---------- INPUT RECORDS
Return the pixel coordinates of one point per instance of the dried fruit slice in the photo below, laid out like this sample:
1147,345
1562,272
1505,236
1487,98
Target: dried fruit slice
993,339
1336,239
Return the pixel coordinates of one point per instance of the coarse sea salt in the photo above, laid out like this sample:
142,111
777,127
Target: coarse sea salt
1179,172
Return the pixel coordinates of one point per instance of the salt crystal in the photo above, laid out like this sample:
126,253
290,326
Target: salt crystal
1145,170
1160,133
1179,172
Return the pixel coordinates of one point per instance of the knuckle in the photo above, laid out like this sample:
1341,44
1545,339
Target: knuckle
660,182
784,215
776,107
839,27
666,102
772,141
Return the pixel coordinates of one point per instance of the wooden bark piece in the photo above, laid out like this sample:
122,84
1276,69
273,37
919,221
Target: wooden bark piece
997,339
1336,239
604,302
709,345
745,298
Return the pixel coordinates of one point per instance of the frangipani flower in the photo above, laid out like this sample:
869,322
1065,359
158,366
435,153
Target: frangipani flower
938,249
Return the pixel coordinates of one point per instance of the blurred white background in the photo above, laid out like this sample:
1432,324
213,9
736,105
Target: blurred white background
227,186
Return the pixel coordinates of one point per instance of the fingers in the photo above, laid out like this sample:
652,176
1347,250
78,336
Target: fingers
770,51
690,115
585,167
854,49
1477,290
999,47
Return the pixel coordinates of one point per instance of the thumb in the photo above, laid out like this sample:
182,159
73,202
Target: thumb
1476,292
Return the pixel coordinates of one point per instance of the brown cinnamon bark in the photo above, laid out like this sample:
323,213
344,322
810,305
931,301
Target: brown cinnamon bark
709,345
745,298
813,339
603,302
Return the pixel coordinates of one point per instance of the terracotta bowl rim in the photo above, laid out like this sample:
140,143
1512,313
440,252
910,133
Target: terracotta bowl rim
--------------------
# TRY IT
Repeat all of the data exactly as given.

# TASK ANSWER
Return the pixel coordinates of one point per instance of the dried fruit slice in the photo below, laid out like this sample:
1147,345
1562,272
1505,236
1487,98
Target: dried fruit slice
993,339
1336,239
Return the pixel coordinates of one point per instance of the coarse sea salt in the photo above, laid out like this sample:
142,111
777,127
Target: coarse sea salt
1179,172
Return the pixel coordinates of one point per instance of the salt crystal in the photo above, laid out like this sample:
126,253
290,326
Target: salt crystal
1145,170
1160,133
1179,172
Return the pixel coordinates of one point per instance of the knuckle in the photo above, laid out like this sample:
1341,44
1545,339
Target: knuckle
660,182
784,215
776,107
839,27
666,102
772,141
Return the pixel coordinates of one point per instance of the wooden bark piece in the photo above, laid out like this sample:
122,84
1276,69
273,37
919,221
Target: wooden bark piece
997,339
1336,239
604,302
709,345
745,298
Return the pixel coordinates of one point per instance of the frangipani flower in the photo above, laid out like this sample:
869,322
1065,359
158,366
435,153
Target: frangipani flower
938,249
Return the pixel coordinates of one point per instance of the blurred white background in the photo above, laid out like this sample:
1432,324
213,9
736,105
Target: blurred white background
227,186
Return the pixel coordinates of one point per instance of the fingers in the photo above, laid out like this sample:
652,176
1347,250
78,336
Target: fingers
770,51
690,115
585,167
854,49
1477,290
999,47
Return the pixel coordinates of one point per instance of the thumb in the photo above, laid out like this sample:
182,159
73,202
Target: thumb
1476,292
Return the pixel coordinates of one point per instance of the brown cinnamon bark in the photo above, laid out like this sample:
323,213
344,322
810,305
931,301
Target: brown cinnamon bark
709,345
745,298
813,339
603,302
Return the pixel coordinates of one point per instance of the terracotta bowl rim in the photo above, laid out like this sample:
140,143
1512,313
440,252
910,133
Target: terracotta bowl rim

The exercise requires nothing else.